• [Supplied text]:
RecA-catalyzed, sequence-specific alkylation of DNA by cross-linking oligonucleotides. Effects of length and nonhomologous base substitutions.

Oligodeoxyribonucleotides (ODNs) bearing the reactive nitrogen mustard chlorambucil have been used as sequence-directed affinity labeling reagents to investigate the length and homology requirements for RecA-catalyzed alkylation of double-stranded DNA. The cross-linkage reaction, which takes place at the N-7 position of a targeted complementary strand guanine following strand exchange, was highly sequence specific with both a 272 bp DNA fragment and a linearized plasmid. Alkylation required the ODN to be at least 26 nucleotides long and to possess homology to the target in the vicinity of the modification site. The extent of alkylation was improved by using longer ODNs, with a 50-mer giving over 50% reaction. Mismatches inhibited alkylation when they perturbed the structure of the strand exchange product near the targeted guanine. Longer heterology also inhibited alkylation when it prevented strand exchange. Our inability to detect cross-linkage in stable synaptic complexes unable to undergo complete strand exchange is best explained by a model for homologous alignment in which the presynaptic filament approaches from the minor groove of the duplex. Since the N-7 position of guanine is in the major groove, it is inaccessible to the tethered chlorambucil group of the ODN during the search for homology. The reaction specificity of chlorambucil-bearing ODNs suggests that they may have general use as recombinase-mediated DNA targeting agents.

• [What you will do]:
According to the abstract on RecA-catalyzed DNA alkylation, what is the minimum length an oligonucleotide must have for alkylation to occur? Please answer in a few words.

• [Material supplied]:
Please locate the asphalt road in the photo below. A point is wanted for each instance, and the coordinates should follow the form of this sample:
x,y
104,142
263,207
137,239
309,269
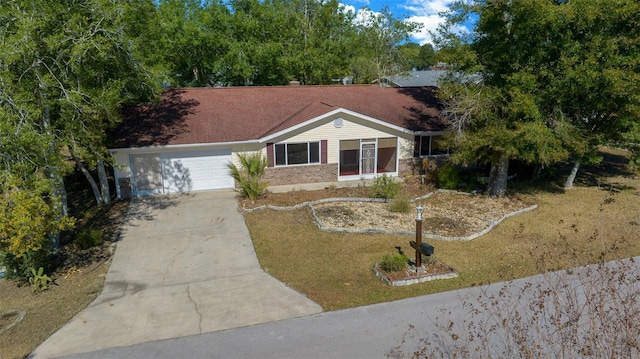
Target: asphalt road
x,y
375,331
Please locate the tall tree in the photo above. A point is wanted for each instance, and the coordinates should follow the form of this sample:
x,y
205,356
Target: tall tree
x,y
66,67
528,59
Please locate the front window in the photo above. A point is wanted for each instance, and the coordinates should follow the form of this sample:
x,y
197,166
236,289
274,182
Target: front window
x,y
287,154
368,156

• [Solution to the problem]:
At least 26 nucleotides.